* _Problem_: Every record that appears below should be transcribed exactly.

------

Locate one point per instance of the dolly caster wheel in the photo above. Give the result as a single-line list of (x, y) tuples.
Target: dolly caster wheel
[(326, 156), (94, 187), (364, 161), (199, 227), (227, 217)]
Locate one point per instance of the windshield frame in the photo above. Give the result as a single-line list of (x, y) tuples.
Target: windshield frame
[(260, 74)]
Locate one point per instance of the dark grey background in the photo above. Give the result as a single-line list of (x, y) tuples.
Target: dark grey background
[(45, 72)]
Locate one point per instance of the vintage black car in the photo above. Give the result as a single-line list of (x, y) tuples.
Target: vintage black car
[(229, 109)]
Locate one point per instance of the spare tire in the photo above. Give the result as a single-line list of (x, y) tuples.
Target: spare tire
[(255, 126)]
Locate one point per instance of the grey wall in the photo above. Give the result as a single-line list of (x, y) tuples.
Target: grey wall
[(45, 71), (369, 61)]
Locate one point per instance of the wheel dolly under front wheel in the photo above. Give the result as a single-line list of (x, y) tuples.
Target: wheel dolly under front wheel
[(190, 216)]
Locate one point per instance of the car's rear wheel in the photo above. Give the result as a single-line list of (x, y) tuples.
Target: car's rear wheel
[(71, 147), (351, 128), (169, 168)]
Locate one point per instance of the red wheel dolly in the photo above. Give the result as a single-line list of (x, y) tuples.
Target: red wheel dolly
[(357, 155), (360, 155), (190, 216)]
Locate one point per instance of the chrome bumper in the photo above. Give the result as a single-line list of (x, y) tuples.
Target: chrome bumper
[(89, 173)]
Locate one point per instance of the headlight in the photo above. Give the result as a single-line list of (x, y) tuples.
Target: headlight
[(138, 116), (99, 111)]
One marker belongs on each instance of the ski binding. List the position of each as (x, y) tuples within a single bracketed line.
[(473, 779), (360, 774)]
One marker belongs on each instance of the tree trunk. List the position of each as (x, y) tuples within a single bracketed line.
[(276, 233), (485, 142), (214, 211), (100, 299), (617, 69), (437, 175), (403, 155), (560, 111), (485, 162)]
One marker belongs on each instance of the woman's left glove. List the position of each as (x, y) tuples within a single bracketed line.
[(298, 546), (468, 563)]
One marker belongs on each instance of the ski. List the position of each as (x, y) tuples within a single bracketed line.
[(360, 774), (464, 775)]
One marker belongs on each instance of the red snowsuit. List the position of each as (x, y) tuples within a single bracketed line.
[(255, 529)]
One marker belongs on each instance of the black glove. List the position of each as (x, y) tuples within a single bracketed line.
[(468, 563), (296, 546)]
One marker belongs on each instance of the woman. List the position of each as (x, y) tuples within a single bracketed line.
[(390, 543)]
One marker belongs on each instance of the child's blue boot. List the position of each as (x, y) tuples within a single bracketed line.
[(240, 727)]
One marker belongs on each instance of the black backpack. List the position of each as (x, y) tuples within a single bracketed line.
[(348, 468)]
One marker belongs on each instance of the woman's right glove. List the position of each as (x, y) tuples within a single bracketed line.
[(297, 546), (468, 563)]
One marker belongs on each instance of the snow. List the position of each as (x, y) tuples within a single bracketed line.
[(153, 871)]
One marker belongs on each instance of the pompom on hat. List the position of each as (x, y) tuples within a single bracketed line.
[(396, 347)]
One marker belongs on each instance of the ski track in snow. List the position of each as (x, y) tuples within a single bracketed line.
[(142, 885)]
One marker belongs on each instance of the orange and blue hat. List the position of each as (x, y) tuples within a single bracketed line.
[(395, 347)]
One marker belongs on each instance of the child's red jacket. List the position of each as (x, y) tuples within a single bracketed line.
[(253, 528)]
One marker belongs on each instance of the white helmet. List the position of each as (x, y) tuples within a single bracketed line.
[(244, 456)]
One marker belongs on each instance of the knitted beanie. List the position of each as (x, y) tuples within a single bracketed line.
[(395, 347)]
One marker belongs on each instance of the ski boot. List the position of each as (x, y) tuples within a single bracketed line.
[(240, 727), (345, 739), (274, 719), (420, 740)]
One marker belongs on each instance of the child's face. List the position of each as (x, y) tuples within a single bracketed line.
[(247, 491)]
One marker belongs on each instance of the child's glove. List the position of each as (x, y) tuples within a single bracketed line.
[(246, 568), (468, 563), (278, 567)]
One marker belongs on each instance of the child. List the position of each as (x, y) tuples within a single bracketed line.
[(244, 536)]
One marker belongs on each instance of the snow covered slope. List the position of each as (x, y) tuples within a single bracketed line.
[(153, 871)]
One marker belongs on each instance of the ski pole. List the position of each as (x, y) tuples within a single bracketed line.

------

* _Answer to the exercise_:
Locate one point per instance of the dolly caster wheel in the photo above. Give the result as a single-line list of (x, y) tuples.
Target: dolly caster wheel
[(326, 156), (94, 187), (364, 161), (199, 227), (227, 217)]
Locate one point per instance of the windshield frame in the photo above. Give the result as a single-line list of (x, y) tuples.
Target: windshield frame
[(260, 74)]
Locate one point per instance of the dark grey background in the photo above. Give the result as a single-line list of (x, y) tuples.
Target: dark grey background
[(45, 72)]
Locate one point per instance of the vintage black car in the photo above. Give the result as a single-line list of (x, y) tuples.
Target: vintage black car
[(229, 109)]
Locate one point per instance of the spare tire in the photo above. Give the result as a single-line list of (x, y) tuples.
Target: spare tire
[(255, 126)]
Locate one point per instance of the grey wall in the photo above. Give the result as a single-line list of (x, y) tuples.
Target: grey wall
[(45, 71), (369, 61)]
Locate one point per instance of the wheel dolly under front wheel in the photo above. Give the result as a single-line list of (x, y) tuples.
Target: wheel dolly under front wheel
[(190, 216)]
Locate one point per instance of the car's rear wheel in the photo above. Give the result as a single-line list of (x, y) tuples.
Target: car's rear wheel
[(71, 147), (351, 128), (169, 168)]
Locate one point per instance of the red wheel dolly in the photo above. Give the result as a single-line list of (x, y) tuples.
Target: red wheel dolly
[(357, 155), (360, 155), (190, 216)]
Locate one point per instance of the chrome bumper in the photo above. Give the result as a single-line list of (x, y) tuples.
Target: chrome bumper
[(89, 173)]
Locate one point per instance of the headlight in the photo above. Give the result as a single-line list of (x, y) tuples.
Target: headlight
[(138, 116), (99, 111)]
One marker belongs on each instance of the ski binding. List the position of each as (x, y) tuples within a single bracketed line.
[(473, 779), (360, 774)]
One marker belongs on each instance of the tree trunk. List the position of each as (x, y) tuples within a single bracketed line.
[(276, 233), (485, 142), (214, 211), (100, 299), (617, 69), (437, 175), (403, 155), (560, 111), (485, 162)]
One marker belongs on each instance of the woman's left glove. List the position of each as (x, y) tuples within a single bracketed line.
[(298, 546), (468, 563)]
One marker belongs on each instance of the ski. List the position of each as (x, y) tuples within a single bracketed line.
[(360, 774), (464, 775)]
One marker belongs on each instance of the red snowsuit. List the position of each as (x, y) tuples within a single bracketed line.
[(255, 529)]
One marker belongs on each instance of the black glove. List the position of each as (x, y) tuples within a single bracketed line.
[(468, 563), (296, 546)]
One marker belongs on each instance of the woman. List the position of each as (x, y) tuples within a single bracketed line.
[(390, 543)]
One marker belongs on each instance of the child's blue boot. List the position of each as (x, y) tuples within a single bracketed line.
[(240, 727)]
One marker belongs on each instance of the black backpack. List the position of each as (x, y) tuples within a single bracketed line.
[(348, 468)]
One marker belongs on each instance of the woman's right glove. List the position of each as (x, y) tuples within a single bracketed line.
[(297, 546), (468, 563)]
One marker belongs on each instance of the snow. List the position of each as (x, y) tuples within a single bracketed line.
[(153, 871)]
One marker belongs on each instance of the pompom on hat. List the position of each as (x, y) tuples within a single bracketed line.
[(396, 347)]
One marker belongs on each instance of the ski track in snow. List the position of each as (x, y) tuples within a single bracketed line.
[(142, 885)]
One marker belongs on each instance of the orange and blue hat. List the position of each as (x, y) tuples within a single bracketed line.
[(395, 347)]
One marker belongs on each instance of the child's red jacket. List the position of each as (x, y) tuples within a single bracketed line.
[(253, 528)]
One marker belongs on each instance of the white helmet. List the position of each as (x, y) tuples within a single bracketed line.
[(244, 456)]
One marker belongs on each instance of the knitted beanie. List the position of each as (x, y) tuples within a single bracketed line.
[(395, 347)]
One marker belongs on each instance of the ski boot. List the position of each as (x, y) tuples within a single bracketed line.
[(240, 727), (345, 739), (274, 719), (420, 740)]
One marker belongs on each instance of the child's face. List the position of each as (x, y) tuples within a single bracketed line.
[(247, 491)]
One marker belongs on each instance of the child's glove. List the position of each as (x, y) tuples within a single bracketed line.
[(246, 568), (468, 563), (278, 567)]
One marker belongs on each instance of the child. List the position of each as (x, y) tuples within a single bracketed line.
[(244, 536)]
One marker belongs on each instance of the snow covered slope. List the position of each as (x, y) tuples within a single bracketed line.
[(153, 871)]
One marker belongs on each instance of the ski pole. List the position of each as (x, y) tuples within a single bracketed line.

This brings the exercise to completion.